In this work, we propose a novel federated learning paradigm called Federated Mutual Distillation Learning (FMDL). FMDL is a federated learning strategy that addresses the challenges of federated heterogeneity and backdoor attacks, guided by federated mutual learning and knowledge distillation [10,11]. FMDL views federated learning as a transfer learning process between the global model and local models, using deep mutual learning [12] for localized updates in federated learning. This approach satisfies the universal standards of global updates while preserving the local, personalized requirements. Moreover, under the fine guidance of a teacher model, the student model (i.e., the local model) in FMDL maintains high accuracy even under various backdoor attacks.

We summarize our main contributions as follows:

We propose the adoption of dual-model updates in local updates of federated learning, where the meme model is used for knowledge transfer between the global model and local models, and the personalized model is designed as a private model for client data and tasks. The two models engage in deep mutual learning to address the three types of heterogeneity, enabling personalized model requirements.
We construct a clean teacher model based on knowledge distillation to guide the training of the student model. The teacher model is fine-tuned on small, clean subsets to defend against various types of backdoor attacks. This approach significantly reduces the accuracy of backdoor attacks, approaching random guessing without causing significant performance degradation, effectively ensuring privacy and security.
To achieve defensive performance visualization, we utilize attention maps as an evaluation criterion and define distillation loss based on the attention maps of the teacher and student models.
We conduct experiments on multiple benchmark datasets to validate the effectiveness of the FMDL method in addressing heterogeneity issues and its security against backdoor attacks.

The remainder of this paper is organized as follows. Section 2 introduces the related works. Section 3 describes the proposed federated mutual distillation learning method. Section 4 evaluates and analyses the results of the experiment. Finally, Section 5 concludes this paper.

2. Related Work

2.1. Federated Learning

Federated Learning coordinates the training of machine learning models across multiple parties while maintaining the privacy of local users. However, it still faces numerous challenges in practice. Highlighting the importance and challenges of group fairness, H. Ezzeldin et al. [13] proposed the FairFed fair-aware aggregation algorithm, which allows the use of debiasing methods across clients and demonstrates advantages in scenarios with highly heterogeneous client data. Zhang et al. [14] introduced FedALA (Adaptive Local Aggregation) to improve the generalization ability of the global model by capturing the information required from client models in personalized federated learning. Similarly, Huang et al. [15] proposed Federated Prototype Learning (FPL), which constructs cluster prototypes and unbiased prototypes to provide rich domain knowledge and fair convergence objectives. Simple federated learning often requires a large number of training iterations to converge and lacks adaptability. To address this issue, Wu et al. [16] designed an efficient adaptive algorithm called FAFED (Fast Adaptive Federated Learning) based on momentum-based variance reduction techniques in cross-silo federated learning, significantly improving the efficiency of heterogeneous data in language modeling tasks and image classification tasks.

Data listing:
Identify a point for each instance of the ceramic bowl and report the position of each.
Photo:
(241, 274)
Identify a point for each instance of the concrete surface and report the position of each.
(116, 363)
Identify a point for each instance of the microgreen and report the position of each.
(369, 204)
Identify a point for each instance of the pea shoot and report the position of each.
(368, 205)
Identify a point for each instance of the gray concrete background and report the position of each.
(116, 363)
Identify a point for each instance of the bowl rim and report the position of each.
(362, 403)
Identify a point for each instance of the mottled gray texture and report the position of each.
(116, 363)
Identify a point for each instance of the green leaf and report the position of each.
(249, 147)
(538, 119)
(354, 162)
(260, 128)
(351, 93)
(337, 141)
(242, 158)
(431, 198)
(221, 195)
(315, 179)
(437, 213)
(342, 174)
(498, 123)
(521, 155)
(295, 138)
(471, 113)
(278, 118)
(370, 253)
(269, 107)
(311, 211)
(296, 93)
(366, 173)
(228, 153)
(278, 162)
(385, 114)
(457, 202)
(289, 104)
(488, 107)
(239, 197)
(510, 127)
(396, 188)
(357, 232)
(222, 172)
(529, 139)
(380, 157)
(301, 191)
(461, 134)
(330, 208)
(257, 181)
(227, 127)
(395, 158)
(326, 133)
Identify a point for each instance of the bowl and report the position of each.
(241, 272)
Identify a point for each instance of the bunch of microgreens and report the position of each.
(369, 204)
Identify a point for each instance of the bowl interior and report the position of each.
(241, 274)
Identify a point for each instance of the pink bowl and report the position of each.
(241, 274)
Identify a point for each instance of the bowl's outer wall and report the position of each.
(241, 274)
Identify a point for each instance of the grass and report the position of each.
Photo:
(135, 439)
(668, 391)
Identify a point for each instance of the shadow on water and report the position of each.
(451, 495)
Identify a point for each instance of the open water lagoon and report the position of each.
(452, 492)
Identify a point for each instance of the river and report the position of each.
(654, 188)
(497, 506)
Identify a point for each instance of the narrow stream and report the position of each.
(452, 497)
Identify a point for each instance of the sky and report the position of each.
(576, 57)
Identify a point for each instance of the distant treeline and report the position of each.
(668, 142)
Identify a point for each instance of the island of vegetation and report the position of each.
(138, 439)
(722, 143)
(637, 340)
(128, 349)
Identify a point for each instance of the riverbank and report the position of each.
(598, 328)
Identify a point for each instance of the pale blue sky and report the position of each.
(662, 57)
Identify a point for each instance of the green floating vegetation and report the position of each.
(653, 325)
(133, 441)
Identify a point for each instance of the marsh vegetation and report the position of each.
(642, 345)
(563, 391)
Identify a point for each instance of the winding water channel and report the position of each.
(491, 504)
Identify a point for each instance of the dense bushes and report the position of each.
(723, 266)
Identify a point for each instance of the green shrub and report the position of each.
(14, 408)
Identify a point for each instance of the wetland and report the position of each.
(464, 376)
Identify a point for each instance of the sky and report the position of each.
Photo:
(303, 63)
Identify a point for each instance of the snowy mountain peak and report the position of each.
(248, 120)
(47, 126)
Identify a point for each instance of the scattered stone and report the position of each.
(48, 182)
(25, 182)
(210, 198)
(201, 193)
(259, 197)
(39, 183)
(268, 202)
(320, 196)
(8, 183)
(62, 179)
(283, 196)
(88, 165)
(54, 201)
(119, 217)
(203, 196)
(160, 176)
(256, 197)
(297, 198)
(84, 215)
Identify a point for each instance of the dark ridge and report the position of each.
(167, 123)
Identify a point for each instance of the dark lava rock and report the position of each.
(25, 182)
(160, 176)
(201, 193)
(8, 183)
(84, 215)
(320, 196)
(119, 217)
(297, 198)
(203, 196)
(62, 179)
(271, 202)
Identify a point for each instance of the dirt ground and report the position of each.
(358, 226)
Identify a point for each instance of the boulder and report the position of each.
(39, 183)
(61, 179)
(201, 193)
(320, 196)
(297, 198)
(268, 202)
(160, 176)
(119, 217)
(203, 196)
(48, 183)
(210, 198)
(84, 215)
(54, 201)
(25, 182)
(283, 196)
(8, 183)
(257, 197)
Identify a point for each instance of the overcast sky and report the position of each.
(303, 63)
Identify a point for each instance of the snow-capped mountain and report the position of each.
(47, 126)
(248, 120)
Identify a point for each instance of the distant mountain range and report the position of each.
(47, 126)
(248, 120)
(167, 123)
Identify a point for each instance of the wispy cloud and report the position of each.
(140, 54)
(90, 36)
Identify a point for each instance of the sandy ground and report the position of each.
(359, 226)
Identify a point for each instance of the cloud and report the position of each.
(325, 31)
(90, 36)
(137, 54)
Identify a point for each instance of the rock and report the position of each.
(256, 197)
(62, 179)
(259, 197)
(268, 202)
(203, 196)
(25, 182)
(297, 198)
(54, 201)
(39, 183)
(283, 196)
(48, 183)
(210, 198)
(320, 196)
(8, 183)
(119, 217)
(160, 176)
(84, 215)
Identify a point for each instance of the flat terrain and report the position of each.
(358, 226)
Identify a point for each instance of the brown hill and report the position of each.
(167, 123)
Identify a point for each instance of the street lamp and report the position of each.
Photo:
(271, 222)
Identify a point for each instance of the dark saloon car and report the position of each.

* [What you will do]:
**a)** In the federated learning text, give the stretch from "To achieve defensive" through "and student models." again, substituting "assessment criterion" for "evaluation criterion".
**b)** Output the stretch of the data listing from the line containing "Identify a point for each instance of the rock" through the end of the data listing as a JSON list of strings, one string per line, with blank lines left out.

* [Results]:
**a)**
To achieve defensive performance visualization, we utilize attention maps as an assessment criterion and define distillation loss based on the attention maps of the teacher and student models.

**b)**
[
  "Identify a point for each instance of the rock and report the position of each.",
  "(256, 197)",
  "(62, 179)",
  "(259, 197)",
  "(268, 202)",
  "(203, 196)",
  "(25, 182)",
  "(297, 198)",
  "(54, 201)",
  "(39, 183)",
  "(283, 196)",
  "(48, 183)",
  "(210, 198)",
  "(320, 196)",
  "(8, 183)",
  "(119, 217)",
  "(160, 176)",
  "(84, 215)",
  "Identify a point for each instance of the flat terrain and report the position of each.",
  "(358, 226)",
  "Identify a point for each instance of the brown hill and report the position of each.",
  "(167, 123)",
  "Identify a point for each instance of the street lamp and report the position of each.",
  "Photo:",
  "(271, 222)",
  "Identify a point for each instance of the dark saloon car and report the position of each."
]